### TASK OBJECTIVE
Within the records that follow, find every line containing the string "clothing". Copy those lines.

[Excerpts from a dataset]
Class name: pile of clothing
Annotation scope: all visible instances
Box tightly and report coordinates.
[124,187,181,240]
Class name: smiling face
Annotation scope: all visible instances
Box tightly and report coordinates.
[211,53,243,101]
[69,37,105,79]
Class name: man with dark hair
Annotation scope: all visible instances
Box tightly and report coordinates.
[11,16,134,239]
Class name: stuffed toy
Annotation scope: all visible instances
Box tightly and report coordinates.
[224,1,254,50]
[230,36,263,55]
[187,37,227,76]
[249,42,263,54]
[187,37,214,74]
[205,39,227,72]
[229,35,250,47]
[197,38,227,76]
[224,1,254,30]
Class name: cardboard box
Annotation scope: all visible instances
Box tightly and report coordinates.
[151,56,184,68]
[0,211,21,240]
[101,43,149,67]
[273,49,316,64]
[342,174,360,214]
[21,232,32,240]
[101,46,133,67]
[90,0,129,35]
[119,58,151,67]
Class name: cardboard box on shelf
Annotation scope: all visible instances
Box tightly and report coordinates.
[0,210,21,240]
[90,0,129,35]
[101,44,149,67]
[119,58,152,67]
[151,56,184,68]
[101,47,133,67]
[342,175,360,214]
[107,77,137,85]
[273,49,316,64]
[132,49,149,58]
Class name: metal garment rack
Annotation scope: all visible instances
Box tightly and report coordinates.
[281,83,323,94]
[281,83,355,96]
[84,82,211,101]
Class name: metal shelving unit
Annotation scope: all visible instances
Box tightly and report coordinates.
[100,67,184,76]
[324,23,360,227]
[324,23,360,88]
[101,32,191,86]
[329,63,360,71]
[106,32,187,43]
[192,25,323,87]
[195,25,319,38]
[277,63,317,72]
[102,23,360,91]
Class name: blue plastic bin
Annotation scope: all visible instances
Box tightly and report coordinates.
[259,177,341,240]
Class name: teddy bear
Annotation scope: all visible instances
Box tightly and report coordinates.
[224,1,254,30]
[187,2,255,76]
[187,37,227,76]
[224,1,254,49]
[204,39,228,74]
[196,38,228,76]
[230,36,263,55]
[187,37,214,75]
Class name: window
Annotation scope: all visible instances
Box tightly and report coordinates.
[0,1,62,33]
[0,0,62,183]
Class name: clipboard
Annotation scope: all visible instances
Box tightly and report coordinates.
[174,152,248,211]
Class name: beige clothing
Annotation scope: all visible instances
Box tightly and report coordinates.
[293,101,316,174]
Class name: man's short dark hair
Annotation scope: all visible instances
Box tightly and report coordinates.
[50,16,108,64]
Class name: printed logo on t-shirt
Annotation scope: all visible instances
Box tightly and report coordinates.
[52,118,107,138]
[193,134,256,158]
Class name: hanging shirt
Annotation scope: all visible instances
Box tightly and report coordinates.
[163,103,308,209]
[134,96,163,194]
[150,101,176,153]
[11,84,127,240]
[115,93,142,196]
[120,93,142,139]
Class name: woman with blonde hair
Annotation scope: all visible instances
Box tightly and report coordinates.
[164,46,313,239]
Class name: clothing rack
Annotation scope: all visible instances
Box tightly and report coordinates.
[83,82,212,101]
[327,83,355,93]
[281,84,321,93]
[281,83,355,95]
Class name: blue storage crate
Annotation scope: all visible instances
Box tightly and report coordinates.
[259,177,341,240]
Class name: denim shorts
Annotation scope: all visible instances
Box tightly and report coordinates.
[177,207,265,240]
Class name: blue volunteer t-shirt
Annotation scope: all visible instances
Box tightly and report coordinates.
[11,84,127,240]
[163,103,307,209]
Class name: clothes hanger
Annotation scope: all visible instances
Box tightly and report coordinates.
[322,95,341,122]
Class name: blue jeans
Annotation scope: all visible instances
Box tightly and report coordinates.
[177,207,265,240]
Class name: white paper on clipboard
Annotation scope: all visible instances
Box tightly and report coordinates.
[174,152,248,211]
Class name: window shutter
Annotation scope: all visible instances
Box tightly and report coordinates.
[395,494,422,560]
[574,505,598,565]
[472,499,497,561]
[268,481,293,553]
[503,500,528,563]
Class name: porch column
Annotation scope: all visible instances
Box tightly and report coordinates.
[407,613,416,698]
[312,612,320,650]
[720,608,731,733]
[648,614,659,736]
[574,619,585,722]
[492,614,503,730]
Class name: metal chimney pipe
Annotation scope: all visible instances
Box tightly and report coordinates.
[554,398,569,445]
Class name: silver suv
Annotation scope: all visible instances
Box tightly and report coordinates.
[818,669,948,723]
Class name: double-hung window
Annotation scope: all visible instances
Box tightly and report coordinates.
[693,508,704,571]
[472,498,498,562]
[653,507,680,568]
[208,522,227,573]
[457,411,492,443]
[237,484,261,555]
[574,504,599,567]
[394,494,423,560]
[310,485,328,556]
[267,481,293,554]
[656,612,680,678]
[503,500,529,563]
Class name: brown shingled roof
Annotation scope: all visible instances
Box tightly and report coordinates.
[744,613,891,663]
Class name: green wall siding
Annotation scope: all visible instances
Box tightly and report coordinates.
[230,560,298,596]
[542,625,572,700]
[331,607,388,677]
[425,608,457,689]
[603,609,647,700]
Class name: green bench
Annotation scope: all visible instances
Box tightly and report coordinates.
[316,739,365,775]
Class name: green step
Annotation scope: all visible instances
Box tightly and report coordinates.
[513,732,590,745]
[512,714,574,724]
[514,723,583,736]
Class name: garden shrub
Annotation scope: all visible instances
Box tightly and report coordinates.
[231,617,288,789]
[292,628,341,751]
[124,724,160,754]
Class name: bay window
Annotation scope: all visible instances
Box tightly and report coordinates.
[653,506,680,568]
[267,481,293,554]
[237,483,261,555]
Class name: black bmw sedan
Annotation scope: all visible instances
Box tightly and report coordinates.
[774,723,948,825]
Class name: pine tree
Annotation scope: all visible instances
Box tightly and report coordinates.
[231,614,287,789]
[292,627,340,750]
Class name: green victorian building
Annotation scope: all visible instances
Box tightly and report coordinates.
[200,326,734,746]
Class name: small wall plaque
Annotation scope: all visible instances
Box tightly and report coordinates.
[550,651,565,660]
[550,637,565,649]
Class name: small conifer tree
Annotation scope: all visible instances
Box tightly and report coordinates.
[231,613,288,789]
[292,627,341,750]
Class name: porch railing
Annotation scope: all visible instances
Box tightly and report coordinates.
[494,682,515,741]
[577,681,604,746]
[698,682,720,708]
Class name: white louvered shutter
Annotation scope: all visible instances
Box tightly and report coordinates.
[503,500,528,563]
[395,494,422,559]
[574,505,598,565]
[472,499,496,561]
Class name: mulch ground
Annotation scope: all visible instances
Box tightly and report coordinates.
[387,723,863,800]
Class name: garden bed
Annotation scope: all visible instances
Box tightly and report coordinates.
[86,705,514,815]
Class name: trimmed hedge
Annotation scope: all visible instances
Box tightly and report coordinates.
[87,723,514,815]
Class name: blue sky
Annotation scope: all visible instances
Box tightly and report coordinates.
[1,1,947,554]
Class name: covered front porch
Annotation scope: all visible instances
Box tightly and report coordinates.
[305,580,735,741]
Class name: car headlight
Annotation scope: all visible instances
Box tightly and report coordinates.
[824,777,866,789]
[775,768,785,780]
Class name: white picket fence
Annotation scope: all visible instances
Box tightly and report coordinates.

### TASK OUTPUT
Class name: pile of clothing
Class name: beige clothing
Class name: clothing rack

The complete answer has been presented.